**Task prompt**
In the rows below, switch "query" to "search phrase" and give the lines again with nothing else changed. Leave the pictures out of your answer.

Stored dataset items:
..........
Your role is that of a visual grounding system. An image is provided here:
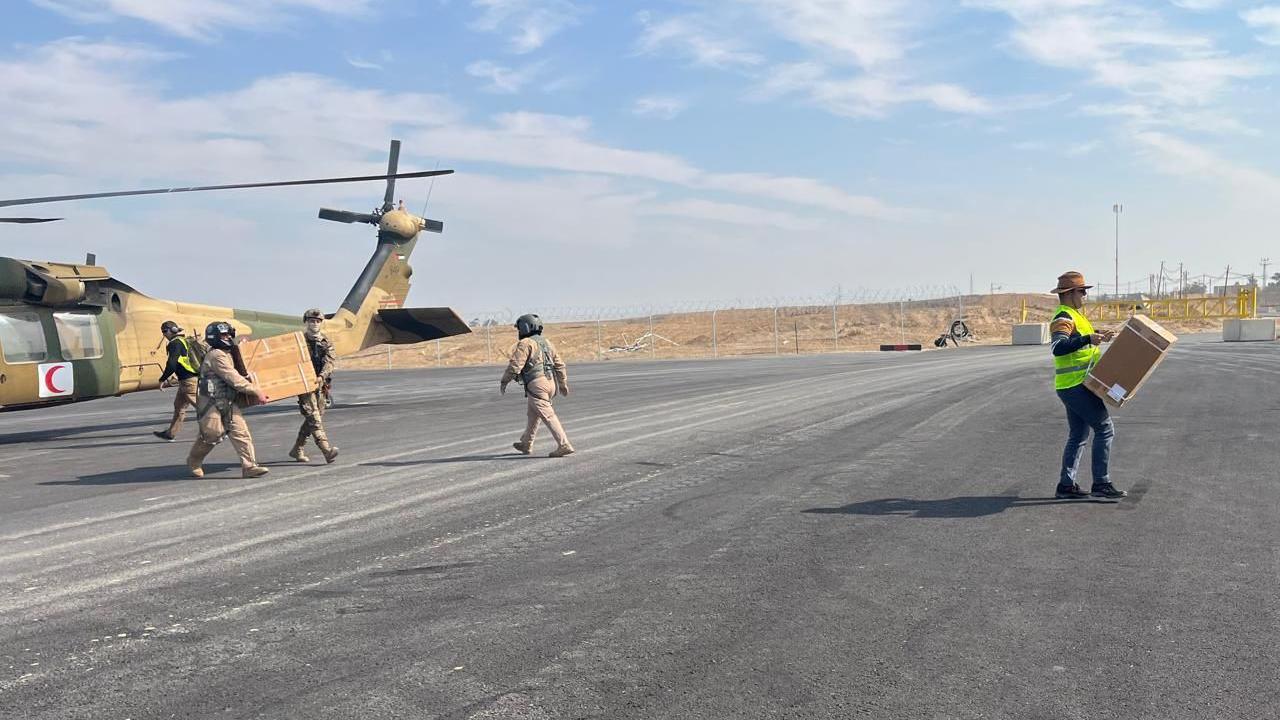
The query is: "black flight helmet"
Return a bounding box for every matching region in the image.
[205,323,236,350]
[516,313,543,340]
..........
**Worked solution**
Your role is that of a visual grounding system. An image is provided here:
The search phrase is: "black flight helmet"
Return a bounding box for every matching region in the image.
[205,323,236,350]
[516,313,543,340]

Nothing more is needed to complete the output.